They’ve learned the “ins and outs” of Positive Psychology, so they understand the change process and can guide your patients supportively and effectively. They’re also familiar with the Functional Medicine model, having been taught by many IFM faculty, so they can assist you with educating and “translating” the FxMed processes.

Would this individual be a Godsend to your practice? YES! Learn about functional medicine’s newest team member in this podcast with the Founder and CEO of the Functional Medicine Coaching Academy, Dr. Sandy Scheinbaum.

This podcast is perfect for clinicians, folks interested in a FxMed Coaching career, and anyone interested in the process of FxMed.

Podcast sponsored by the Functional Medicine Coaching Academy

For more info about Dr. H Rejoint and our professional program, go to www.rejointyourself.com and use the code DRKARA

Sponsored Podcast
Listen to Episode 9

Pearls from Dr. Sandra Scheinbaum

  1. What is Positive Psychology, and how is it used in health coaching?
  2. How will FxMed Coaches assist clinicians practicing functional medicine?
  3. IFM’s involvement in FMCA
  4. Is this an appropriate path for clinicians, too?
  5. The FMCA’s program structure
  6. Faculty involved in the training.

sandra@functionalmedicinecoahing.org.

functionalmedicinecoaching.org

Full Transcript

Dr Kara. Fitzgerald: Hi everybody and welcome to New Frontiers in Functional Medicine bringing you the best minds in functional medicine and today is no exception. I’m Dr. Kara Fitzgerald.

RECORDS SHOWN:
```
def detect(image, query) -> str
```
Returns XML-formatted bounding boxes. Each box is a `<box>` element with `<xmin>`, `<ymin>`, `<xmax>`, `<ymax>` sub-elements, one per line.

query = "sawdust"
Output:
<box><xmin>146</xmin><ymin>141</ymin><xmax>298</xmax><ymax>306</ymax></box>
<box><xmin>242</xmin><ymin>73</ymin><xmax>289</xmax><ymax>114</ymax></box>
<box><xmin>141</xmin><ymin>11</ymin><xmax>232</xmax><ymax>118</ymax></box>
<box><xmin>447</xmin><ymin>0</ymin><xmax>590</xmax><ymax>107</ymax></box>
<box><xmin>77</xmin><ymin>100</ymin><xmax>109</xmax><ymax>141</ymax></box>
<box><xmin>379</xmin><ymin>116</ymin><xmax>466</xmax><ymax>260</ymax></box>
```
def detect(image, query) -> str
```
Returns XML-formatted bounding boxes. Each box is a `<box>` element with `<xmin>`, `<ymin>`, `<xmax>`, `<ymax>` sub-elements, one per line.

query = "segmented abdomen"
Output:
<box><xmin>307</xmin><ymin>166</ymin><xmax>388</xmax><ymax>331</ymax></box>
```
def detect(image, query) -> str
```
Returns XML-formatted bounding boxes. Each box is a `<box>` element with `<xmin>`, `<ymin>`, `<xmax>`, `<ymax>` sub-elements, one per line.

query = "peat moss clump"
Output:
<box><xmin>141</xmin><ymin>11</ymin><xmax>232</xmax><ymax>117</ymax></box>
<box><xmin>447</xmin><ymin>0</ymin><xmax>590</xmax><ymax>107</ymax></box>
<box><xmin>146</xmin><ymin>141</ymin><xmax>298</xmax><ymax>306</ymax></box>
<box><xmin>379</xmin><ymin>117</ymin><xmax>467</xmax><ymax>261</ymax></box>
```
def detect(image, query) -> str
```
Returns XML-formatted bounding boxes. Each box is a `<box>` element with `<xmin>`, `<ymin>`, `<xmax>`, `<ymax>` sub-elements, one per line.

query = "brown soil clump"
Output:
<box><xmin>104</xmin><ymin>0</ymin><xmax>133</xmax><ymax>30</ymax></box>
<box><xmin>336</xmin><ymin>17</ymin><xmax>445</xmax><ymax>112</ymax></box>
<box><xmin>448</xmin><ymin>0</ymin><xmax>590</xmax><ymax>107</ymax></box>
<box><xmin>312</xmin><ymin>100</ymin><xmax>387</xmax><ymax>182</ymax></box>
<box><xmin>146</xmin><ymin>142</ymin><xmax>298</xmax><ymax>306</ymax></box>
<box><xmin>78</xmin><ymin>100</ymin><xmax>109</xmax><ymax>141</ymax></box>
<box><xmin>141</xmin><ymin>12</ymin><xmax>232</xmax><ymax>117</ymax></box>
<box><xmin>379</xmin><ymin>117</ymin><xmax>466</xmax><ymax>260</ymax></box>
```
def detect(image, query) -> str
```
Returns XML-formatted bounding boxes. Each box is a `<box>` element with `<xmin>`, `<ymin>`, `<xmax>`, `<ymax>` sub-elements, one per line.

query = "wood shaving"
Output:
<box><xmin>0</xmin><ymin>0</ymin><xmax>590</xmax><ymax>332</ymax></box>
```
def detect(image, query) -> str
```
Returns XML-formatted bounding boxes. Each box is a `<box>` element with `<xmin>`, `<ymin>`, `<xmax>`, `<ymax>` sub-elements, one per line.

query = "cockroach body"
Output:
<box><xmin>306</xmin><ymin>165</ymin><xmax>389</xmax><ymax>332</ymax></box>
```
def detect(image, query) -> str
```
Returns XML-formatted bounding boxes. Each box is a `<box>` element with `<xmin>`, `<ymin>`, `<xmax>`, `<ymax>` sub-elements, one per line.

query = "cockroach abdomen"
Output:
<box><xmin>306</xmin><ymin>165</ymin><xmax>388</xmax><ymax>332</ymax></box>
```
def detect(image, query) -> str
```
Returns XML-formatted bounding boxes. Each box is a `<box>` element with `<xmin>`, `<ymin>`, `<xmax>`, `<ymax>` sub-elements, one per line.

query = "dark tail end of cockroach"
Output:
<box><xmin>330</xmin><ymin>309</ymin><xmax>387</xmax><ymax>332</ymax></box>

ASSIGNED TASK 1: According to the podcast page, who is the Founder and CEO of the Functional Medicine Coaching Academy?
ASSIGNED TASK 2: Write out the podcast page between "2. How will" and "sandra@functionalmedicinecoahing.org.", inclusive, substituting "practitioners" for "clinicians".

OUTPUT 1: Dr. Sandy Scheinbaum

OUTPUT 2:
2. How will FxMed Coaches assist practitioners practicing functional medicine?
  3. IFM’s involvement in FMCA
  4. Is this an appropriate path for practitioners, too?
  5. The FMCA’s program structure
  6. Faculty involved in the training.

sandra@functionalmedicinecoahing.org.